THE PROBLEM: Render the lines of the data below, from the line containing "of the clock" up to and including the line containing "Target: clock on bell tower", as a JSON list of strings with one string per line and blank lines omitted.

INPUT ROWS:
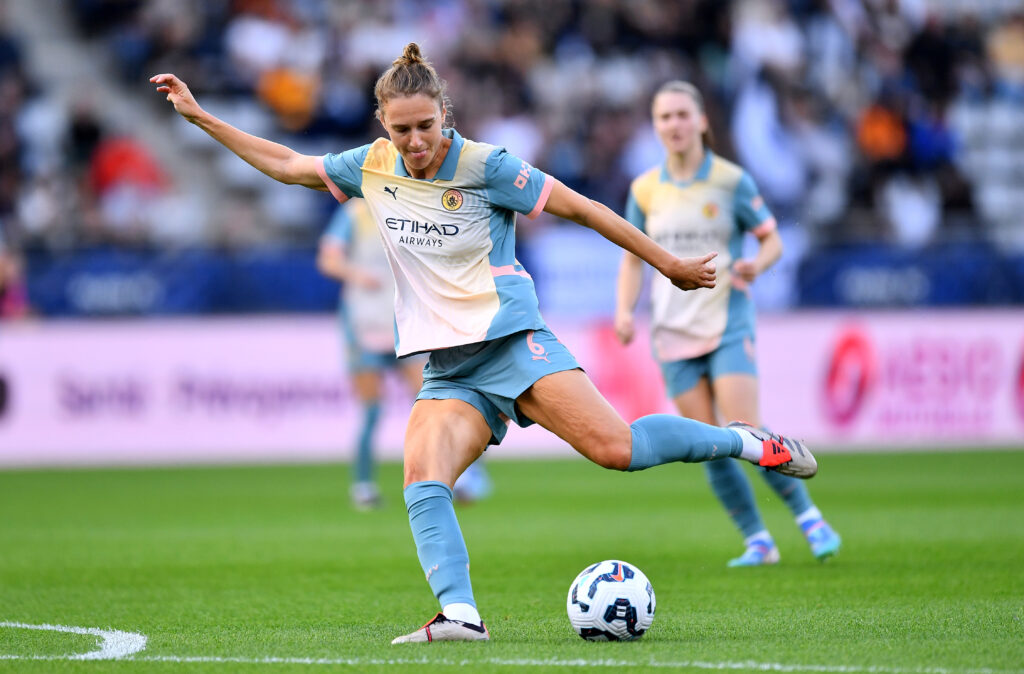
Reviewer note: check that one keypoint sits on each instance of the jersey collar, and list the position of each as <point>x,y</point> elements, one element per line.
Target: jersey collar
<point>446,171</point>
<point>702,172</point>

* * *

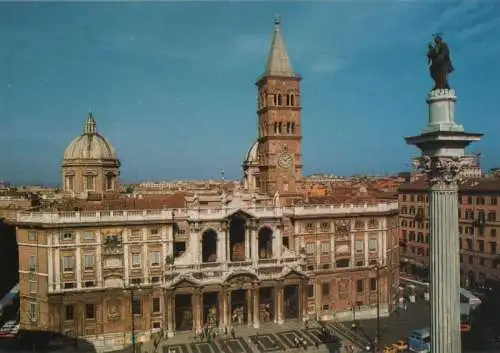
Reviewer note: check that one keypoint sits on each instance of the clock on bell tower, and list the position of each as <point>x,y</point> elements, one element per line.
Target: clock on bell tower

...

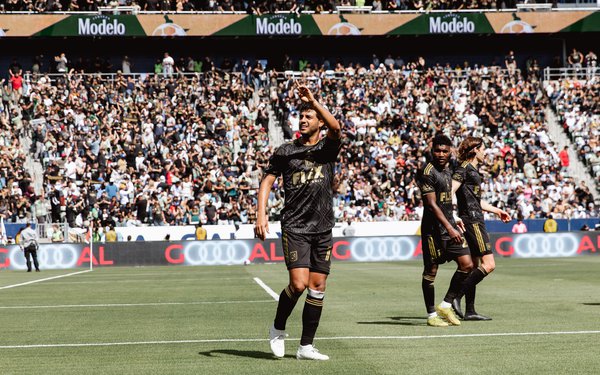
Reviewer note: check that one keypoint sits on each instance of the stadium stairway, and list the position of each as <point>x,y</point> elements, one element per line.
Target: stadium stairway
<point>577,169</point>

RIGHT ANSWER:
[
  "Reviewer note: check that one keypoint sits on each instance of the clock on bell tower, and list the position of each as <point>x,y</point> elements, one element per line.",
  "Target: clock on bell tower"
]